◆ **GOAL OF THE EXERCISE**
From the entries below, work out how many lines contain the string "panel"; answer with the number alone.

◆ **Records from a dataset**
--

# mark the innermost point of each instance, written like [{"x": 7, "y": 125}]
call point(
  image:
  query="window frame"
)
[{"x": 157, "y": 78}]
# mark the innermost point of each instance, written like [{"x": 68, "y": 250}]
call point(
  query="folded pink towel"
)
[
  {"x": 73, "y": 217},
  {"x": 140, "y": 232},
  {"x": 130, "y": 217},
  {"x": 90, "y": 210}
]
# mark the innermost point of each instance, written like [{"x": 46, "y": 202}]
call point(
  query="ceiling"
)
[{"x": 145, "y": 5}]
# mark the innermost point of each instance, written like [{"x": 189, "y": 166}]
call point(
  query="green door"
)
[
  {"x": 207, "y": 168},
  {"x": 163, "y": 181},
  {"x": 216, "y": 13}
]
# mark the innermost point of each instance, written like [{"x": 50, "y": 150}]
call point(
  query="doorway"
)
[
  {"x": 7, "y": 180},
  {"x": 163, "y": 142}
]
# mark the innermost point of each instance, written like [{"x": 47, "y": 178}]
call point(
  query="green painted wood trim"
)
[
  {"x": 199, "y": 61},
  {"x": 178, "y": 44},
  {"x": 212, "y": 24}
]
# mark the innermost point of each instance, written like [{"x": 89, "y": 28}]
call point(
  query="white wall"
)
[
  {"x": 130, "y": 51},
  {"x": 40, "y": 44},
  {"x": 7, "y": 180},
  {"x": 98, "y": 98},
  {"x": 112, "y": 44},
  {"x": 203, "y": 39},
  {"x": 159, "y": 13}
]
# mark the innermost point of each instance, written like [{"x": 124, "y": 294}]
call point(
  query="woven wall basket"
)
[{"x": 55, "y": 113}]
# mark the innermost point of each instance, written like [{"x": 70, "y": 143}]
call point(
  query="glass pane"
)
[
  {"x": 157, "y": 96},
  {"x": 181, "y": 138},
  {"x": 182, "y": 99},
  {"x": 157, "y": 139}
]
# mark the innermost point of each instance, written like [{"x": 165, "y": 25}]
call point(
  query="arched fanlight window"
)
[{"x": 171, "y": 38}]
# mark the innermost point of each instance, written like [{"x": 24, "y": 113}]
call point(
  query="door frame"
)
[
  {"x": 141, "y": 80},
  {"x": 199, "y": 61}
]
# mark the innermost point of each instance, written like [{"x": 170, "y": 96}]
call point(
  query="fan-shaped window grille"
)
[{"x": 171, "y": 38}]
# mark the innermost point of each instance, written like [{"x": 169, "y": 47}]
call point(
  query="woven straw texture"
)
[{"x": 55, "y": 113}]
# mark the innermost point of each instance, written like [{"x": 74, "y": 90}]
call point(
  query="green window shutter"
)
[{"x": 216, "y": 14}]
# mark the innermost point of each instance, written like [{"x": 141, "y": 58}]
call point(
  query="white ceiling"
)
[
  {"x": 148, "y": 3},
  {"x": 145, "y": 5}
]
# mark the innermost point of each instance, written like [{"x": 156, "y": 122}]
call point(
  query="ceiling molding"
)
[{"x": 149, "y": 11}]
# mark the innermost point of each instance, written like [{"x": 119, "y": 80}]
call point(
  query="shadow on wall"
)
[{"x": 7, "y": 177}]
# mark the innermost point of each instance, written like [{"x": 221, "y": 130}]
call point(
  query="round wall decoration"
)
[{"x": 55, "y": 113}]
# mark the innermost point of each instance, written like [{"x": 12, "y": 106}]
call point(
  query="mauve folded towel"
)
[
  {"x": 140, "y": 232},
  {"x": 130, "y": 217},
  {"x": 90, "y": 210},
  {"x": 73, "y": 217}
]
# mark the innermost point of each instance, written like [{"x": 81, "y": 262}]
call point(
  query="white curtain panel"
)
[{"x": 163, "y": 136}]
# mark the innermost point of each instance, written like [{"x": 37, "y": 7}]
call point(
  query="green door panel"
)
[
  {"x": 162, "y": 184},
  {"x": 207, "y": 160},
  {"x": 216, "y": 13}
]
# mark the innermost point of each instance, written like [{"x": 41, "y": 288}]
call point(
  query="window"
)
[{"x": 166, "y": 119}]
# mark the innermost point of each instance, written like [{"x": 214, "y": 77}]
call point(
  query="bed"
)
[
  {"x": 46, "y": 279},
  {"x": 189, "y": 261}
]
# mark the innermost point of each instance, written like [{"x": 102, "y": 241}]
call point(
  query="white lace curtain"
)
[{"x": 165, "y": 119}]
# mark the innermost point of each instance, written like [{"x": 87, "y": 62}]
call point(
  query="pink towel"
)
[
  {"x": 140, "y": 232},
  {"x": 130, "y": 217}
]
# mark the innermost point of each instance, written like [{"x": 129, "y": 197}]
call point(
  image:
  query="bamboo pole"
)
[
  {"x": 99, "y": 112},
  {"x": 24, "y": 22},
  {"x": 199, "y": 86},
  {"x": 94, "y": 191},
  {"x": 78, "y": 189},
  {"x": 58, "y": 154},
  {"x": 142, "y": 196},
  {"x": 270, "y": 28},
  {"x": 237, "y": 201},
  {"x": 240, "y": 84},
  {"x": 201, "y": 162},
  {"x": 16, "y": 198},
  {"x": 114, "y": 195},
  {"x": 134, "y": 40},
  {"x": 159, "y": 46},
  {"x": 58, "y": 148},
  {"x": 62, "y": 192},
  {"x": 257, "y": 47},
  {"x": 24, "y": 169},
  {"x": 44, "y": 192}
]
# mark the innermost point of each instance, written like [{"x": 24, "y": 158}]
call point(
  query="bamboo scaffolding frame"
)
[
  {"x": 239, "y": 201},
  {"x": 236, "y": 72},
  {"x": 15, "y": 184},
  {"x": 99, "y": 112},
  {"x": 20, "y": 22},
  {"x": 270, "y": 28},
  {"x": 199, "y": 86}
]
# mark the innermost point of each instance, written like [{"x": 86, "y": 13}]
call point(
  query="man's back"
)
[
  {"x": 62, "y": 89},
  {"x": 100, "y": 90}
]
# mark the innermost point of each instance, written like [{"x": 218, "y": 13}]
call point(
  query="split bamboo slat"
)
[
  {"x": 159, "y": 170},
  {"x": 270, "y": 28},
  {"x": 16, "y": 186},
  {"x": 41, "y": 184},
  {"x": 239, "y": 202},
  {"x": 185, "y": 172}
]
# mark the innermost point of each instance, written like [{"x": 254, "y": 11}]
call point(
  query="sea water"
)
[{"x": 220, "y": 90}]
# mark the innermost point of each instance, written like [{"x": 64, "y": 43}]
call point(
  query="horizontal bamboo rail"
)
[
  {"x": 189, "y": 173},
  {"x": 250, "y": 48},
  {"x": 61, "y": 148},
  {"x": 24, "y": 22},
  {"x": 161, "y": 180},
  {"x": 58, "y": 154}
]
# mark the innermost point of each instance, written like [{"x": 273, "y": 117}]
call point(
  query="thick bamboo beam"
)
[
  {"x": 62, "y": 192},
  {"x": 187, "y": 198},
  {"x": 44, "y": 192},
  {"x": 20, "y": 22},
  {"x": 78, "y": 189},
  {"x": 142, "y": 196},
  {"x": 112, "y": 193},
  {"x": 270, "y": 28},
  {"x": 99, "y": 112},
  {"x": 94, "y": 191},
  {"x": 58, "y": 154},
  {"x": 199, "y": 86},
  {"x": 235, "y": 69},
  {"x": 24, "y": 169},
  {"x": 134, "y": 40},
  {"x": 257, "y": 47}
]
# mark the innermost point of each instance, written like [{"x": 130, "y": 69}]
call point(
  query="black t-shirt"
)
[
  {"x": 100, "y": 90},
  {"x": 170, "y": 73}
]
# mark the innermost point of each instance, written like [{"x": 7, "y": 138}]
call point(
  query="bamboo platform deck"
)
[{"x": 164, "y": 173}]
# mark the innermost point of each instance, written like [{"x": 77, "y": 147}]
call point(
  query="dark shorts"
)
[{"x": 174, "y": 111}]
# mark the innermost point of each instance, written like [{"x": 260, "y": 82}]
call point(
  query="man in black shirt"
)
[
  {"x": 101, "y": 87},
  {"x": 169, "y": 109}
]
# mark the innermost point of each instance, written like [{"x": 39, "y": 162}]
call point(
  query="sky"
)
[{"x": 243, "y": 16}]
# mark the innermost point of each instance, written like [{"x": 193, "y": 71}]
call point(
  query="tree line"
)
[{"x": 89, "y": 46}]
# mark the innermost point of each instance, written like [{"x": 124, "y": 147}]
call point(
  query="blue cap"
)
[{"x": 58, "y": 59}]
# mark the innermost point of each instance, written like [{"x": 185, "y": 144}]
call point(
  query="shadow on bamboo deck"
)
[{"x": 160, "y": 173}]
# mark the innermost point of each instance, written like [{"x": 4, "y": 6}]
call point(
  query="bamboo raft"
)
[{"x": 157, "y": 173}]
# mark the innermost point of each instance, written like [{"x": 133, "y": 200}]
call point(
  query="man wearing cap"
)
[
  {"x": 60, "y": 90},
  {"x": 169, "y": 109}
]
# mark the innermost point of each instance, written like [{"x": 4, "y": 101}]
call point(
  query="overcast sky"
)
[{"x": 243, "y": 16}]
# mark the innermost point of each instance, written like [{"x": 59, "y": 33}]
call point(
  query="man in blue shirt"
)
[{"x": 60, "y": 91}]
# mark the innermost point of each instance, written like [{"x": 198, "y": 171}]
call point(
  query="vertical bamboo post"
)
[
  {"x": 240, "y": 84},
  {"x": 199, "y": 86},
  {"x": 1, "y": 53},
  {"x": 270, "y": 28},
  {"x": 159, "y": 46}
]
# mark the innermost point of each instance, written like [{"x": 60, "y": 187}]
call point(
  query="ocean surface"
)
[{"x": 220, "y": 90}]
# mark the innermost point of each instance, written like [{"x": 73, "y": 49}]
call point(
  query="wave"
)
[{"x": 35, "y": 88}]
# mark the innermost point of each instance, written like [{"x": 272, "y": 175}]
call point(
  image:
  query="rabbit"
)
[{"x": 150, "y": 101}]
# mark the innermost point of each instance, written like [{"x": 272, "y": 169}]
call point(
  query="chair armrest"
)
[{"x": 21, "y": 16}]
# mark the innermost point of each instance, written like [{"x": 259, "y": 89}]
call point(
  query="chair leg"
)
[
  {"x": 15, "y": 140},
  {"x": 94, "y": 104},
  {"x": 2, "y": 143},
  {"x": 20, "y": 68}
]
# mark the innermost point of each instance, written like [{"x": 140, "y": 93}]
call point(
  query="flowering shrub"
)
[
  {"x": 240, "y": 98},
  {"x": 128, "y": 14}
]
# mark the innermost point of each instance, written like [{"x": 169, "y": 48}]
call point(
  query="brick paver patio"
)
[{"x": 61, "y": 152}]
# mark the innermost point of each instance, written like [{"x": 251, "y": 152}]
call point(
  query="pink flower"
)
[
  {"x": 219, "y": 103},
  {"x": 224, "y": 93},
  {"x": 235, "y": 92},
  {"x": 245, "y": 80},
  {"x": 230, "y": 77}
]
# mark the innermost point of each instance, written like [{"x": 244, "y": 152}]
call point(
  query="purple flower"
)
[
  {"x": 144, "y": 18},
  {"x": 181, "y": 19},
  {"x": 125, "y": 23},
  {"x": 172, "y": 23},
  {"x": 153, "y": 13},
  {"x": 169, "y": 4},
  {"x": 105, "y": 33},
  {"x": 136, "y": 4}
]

--

◆ **EXERCISE OUTPUT**
2